▶ [Material for this exercise]
------------------------------------
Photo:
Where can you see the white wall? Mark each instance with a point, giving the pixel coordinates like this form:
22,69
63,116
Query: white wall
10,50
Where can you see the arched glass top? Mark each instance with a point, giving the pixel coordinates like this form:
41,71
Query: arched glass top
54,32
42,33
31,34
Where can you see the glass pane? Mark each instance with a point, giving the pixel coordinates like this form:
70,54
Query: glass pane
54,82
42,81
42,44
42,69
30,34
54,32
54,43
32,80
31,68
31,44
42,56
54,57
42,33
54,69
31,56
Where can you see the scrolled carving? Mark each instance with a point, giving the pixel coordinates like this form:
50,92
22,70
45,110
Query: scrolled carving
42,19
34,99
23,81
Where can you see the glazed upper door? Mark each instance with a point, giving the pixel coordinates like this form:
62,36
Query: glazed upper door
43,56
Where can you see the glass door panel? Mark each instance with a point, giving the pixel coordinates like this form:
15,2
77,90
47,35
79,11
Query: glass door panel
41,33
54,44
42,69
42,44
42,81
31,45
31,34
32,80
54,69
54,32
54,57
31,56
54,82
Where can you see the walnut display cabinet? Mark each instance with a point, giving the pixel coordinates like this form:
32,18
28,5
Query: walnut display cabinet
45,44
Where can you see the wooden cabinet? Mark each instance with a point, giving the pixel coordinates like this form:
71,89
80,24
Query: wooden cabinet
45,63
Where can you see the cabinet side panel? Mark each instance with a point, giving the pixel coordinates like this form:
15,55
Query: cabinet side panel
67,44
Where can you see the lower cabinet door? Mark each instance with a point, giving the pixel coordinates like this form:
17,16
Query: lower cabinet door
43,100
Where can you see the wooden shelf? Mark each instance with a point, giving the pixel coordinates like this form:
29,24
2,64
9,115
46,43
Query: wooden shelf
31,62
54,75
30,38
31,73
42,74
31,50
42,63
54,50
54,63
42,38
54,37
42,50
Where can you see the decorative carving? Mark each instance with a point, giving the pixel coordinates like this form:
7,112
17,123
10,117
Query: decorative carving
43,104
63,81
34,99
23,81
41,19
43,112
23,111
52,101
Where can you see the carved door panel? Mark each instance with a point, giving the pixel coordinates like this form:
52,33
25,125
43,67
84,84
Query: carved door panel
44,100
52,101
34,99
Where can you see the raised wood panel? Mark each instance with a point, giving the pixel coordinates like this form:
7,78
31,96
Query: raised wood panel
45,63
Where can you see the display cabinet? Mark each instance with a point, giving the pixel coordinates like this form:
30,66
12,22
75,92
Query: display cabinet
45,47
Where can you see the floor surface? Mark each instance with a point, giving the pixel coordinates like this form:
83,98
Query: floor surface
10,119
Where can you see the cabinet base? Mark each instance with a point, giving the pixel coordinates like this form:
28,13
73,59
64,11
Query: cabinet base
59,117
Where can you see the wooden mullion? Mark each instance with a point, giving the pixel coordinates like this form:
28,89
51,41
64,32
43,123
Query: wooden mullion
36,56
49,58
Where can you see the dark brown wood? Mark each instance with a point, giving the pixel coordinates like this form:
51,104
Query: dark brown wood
------------------------------------
▶ [What is being asked] Look over the data and work out how many lines include the word "brown"; reply with the number only.

▶ [Output for this task] 2